=== Data supplied ===

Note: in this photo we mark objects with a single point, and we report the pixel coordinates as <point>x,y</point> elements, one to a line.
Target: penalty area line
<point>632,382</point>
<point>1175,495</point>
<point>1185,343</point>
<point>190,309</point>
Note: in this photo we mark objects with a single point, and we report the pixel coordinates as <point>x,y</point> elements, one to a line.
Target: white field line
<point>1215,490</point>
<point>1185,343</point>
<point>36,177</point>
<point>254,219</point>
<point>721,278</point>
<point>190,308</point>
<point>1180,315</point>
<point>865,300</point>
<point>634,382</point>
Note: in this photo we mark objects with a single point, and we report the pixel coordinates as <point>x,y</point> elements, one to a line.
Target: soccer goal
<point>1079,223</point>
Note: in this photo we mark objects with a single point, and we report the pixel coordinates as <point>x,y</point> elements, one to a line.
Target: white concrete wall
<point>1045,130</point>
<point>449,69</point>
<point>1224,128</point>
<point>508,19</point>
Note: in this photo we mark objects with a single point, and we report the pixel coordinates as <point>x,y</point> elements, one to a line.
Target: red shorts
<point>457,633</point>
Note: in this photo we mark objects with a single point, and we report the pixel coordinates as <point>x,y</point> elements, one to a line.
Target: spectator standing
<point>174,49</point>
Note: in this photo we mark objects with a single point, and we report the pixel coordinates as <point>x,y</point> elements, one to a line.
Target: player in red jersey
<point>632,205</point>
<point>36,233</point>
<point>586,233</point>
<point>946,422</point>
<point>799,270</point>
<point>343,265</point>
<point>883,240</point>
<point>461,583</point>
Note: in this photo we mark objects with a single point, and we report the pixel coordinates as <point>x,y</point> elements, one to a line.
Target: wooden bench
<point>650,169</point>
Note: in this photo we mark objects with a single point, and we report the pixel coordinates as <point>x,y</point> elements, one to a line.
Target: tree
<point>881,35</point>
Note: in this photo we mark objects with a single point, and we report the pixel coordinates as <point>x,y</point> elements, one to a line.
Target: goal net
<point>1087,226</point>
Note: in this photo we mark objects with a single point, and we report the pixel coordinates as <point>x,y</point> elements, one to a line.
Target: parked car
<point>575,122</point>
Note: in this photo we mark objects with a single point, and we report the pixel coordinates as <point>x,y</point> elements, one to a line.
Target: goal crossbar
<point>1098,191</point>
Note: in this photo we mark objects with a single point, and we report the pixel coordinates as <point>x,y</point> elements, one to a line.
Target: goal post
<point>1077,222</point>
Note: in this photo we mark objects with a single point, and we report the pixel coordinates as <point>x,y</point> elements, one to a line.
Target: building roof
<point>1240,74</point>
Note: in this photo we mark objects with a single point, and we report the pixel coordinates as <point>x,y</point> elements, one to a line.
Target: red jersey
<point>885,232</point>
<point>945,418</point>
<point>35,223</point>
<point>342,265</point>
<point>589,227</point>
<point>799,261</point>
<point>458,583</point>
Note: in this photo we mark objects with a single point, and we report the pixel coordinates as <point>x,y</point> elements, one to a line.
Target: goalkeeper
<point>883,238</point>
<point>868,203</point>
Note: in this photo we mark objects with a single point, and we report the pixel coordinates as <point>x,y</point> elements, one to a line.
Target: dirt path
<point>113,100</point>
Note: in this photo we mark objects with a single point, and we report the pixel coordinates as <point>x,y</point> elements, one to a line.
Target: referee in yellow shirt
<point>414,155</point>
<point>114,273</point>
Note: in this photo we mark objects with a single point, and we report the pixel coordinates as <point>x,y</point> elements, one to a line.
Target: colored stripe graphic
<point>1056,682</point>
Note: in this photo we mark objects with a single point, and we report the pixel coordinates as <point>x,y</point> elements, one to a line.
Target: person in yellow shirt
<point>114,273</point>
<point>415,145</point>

===

• Given problem
Convert every line of all the rows above into a JSON list of strings, with one string per line and no blank lines.

• Solution to this exercise
[
  "Note: in this photo we mark objects with a single point, and we report the pixel coordinates as <point>x,y</point> elements, one to a line.",
  "Target: penalty area line",
  "<point>632,382</point>",
  "<point>1175,495</point>",
  "<point>1185,343</point>",
  "<point>190,309</point>",
  "Note: in this photo we mark objects with a single point, and we report the pixel coordinates as <point>x,y</point> elements, one to a line.",
  "Target: white field line",
  "<point>1215,490</point>",
  "<point>1185,343</point>",
  "<point>36,177</point>",
  "<point>254,219</point>",
  "<point>721,278</point>",
  "<point>190,308</point>",
  "<point>1180,315</point>",
  "<point>865,300</point>",
  "<point>634,382</point>",
  "Note: in this photo we mark objects with a single point, and we report the pixel coordinates as <point>x,y</point> elements, one to a line.",
  "Target: soccer goal",
  "<point>1079,223</point>",
  "Note: in this photo we mark objects with a single point, and we report the pixel coordinates as <point>x,y</point> elements, one to a line.",
  "Target: white concrete wall",
  "<point>1045,130</point>",
  "<point>449,69</point>",
  "<point>1224,128</point>",
  "<point>508,19</point>",
  "Note: in this photo we mark objects with a single point, and we report the pixel coordinates as <point>x,y</point> elements, one to a line.",
  "Target: red shorts",
  "<point>457,633</point>",
  "Note: in this photo we mark objects with a single point, and we report the pixel coordinates as <point>x,y</point> elements, one to a line.",
  "Target: spectator standing",
  "<point>174,49</point>",
  "Note: in this photo we mark objects with a single point, and we report the pixel coordinates as <point>x,y</point> elements, one to a line.",
  "Target: player in red jersey",
  "<point>632,205</point>",
  "<point>36,233</point>",
  "<point>586,233</point>",
  "<point>946,422</point>",
  "<point>799,270</point>",
  "<point>343,265</point>",
  "<point>883,240</point>",
  "<point>461,583</point>",
  "Note: in this photo we mark objects with a single point, and we report the pixel coordinates as <point>x,y</point> elements, one to a line.",
  "Target: wooden bench",
  "<point>650,169</point>",
  "Note: in this photo we mark objects with a single point, and we report the pixel coordinates as <point>x,y</point> elements, one to a line.",
  "Target: tree",
  "<point>881,35</point>",
  "Note: in this photo we mark objects with a single point, and we report the pixel coordinates as <point>x,y</point> elements, one to a line.",
  "Target: goal net",
  "<point>1087,226</point>",
  "Note: in this photo we mark objects with a single point, and we report the pixel coordinates as <point>x,y</point> elements, one to a line.",
  "Target: parked car",
  "<point>575,122</point>",
  "Note: in this photo we mark objects with a single point, and we report the pixel coordinates as <point>x,y</point> elements, one to a line.",
  "Target: goal crossbar",
  "<point>1098,191</point>",
  "Note: in this photo we mark objects with a single point, and we report the pixel coordinates as <point>x,y</point> elements, one to a line.",
  "Target: goal post",
  "<point>1077,222</point>",
  "Note: in this photo we mark objects with a single point, and we report the pixel coordinates as <point>x,y</point> elements, one to a line.",
  "Target: building roof",
  "<point>1240,74</point>",
  "Note: in this photo we mark objects with a single point, and we report the pixel coordinates as <point>x,y</point> elements, one to a line.",
  "Target: red jersey",
  "<point>885,232</point>",
  "<point>945,418</point>",
  "<point>35,223</point>",
  "<point>342,265</point>",
  "<point>589,227</point>",
  "<point>799,261</point>",
  "<point>458,583</point>",
  "Note: in this photo we mark objects with a single point, and we report the pixel coordinates as <point>x,y</point> elements, one to a line.",
  "Target: goalkeeper",
  "<point>883,238</point>",
  "<point>868,203</point>",
  "Note: in this photo we mark objects with a single point, and we report the pixel coordinates as <point>x,y</point> elements, one to a line.",
  "Target: dirt path",
  "<point>113,100</point>",
  "Note: in this photo we mark objects with a single point, and we report the pixel coordinates as <point>x,y</point> elements, one to a line.",
  "Target: referee in yellow shirt",
  "<point>414,155</point>",
  "<point>114,273</point>",
  "Note: in this photo we mark objects with a single point, and we report the pixel coordinates as <point>x,y</point> elements, one to a line.",
  "Target: colored stripe graphic",
  "<point>1056,682</point>",
  "Note: in this photo we mark objects with a single point, and we report the pixel coordinates as <point>x,y</point> elements, one to a line.",
  "Target: person in yellow shirt",
  "<point>114,273</point>",
  "<point>415,145</point>"
]